■ **What you have to do**
Rewrite the entries below, replacing each "rough mask" with "coarse mask" and leaving everything else unchanged.

■ **Dataset records**
..............................

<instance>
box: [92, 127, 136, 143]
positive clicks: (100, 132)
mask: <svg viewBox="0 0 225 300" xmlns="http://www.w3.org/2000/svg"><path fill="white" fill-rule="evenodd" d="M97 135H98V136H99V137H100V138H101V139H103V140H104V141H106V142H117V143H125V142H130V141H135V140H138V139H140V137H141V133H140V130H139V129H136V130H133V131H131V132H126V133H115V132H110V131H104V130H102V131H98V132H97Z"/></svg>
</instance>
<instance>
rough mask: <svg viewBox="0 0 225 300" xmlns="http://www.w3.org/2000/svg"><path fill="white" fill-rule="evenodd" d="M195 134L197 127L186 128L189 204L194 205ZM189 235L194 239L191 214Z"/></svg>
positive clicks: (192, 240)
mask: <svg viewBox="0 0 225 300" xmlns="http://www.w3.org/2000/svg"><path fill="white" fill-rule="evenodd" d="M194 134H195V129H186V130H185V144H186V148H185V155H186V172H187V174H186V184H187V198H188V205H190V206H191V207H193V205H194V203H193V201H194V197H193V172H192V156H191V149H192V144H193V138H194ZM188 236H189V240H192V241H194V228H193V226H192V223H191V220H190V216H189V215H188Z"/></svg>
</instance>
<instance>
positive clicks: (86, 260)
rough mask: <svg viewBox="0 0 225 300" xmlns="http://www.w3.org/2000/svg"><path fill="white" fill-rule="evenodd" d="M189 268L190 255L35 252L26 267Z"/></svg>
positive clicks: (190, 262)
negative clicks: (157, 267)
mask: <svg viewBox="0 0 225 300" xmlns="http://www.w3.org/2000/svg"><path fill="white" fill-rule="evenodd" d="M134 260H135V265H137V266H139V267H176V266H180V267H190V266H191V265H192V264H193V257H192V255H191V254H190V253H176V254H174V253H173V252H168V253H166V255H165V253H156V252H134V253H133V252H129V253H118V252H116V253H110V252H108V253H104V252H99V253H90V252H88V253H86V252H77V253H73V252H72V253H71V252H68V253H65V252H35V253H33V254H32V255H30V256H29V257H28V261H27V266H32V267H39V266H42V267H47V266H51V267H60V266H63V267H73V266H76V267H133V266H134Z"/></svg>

..............................

■ **Exercise result**
<instance>
box: [92, 127, 136, 143]
positive clicks: (100, 132)
mask: <svg viewBox="0 0 225 300" xmlns="http://www.w3.org/2000/svg"><path fill="white" fill-rule="evenodd" d="M97 135H98V136H99V137H100V138H101V139H103V140H104V141H106V142H117V143H125V142H130V141H135V140H138V139H140V137H141V133H140V130H139V129H136V130H133V131H131V132H126V133H115V132H110V131H104V130H102V131H98V132H97Z"/></svg>
</instance>
<instance>
coarse mask: <svg viewBox="0 0 225 300" xmlns="http://www.w3.org/2000/svg"><path fill="white" fill-rule="evenodd" d="M195 134L197 127L186 128L189 204L194 205ZM189 235L194 239L191 214Z"/></svg>
positive clicks: (192, 240)
mask: <svg viewBox="0 0 225 300" xmlns="http://www.w3.org/2000/svg"><path fill="white" fill-rule="evenodd" d="M194 134H195V129H186V130H185V144H186V148H185V155H186V172H187V174H186V184H187V198H188V205H190V206H191V207H193V205H194V203H193V201H194V197H193V172H192V156H191V149H192V144H193V138H194ZM188 236H189V240H192V241H194V228H193V226H192V223H191V220H190V216H189V215H188Z"/></svg>
</instance>
<instance>
positive clicks: (86, 260)
coarse mask: <svg viewBox="0 0 225 300" xmlns="http://www.w3.org/2000/svg"><path fill="white" fill-rule="evenodd" d="M189 268L190 255L35 252L26 267Z"/></svg>
positive clicks: (190, 262)
negative clicks: (157, 267)
mask: <svg viewBox="0 0 225 300" xmlns="http://www.w3.org/2000/svg"><path fill="white" fill-rule="evenodd" d="M134 260H135V265H137V266H139V267H176V266H180V267H190V266H191V265H192V264H193V257H192V255H191V254H190V253H176V254H174V253H173V252H168V253H166V255H165V253H156V252H134V253H133V252H129V253H118V252H116V253H110V252H108V253H104V252H99V253H90V252H88V253H86V252H77V253H73V252H72V253H71V252H68V253H65V252H35V253H33V254H32V255H30V256H29V257H28V261H27V266H32V267H39V266H42V267H47V266H51V267H60V266H63V267H73V266H76V267H133V266H134Z"/></svg>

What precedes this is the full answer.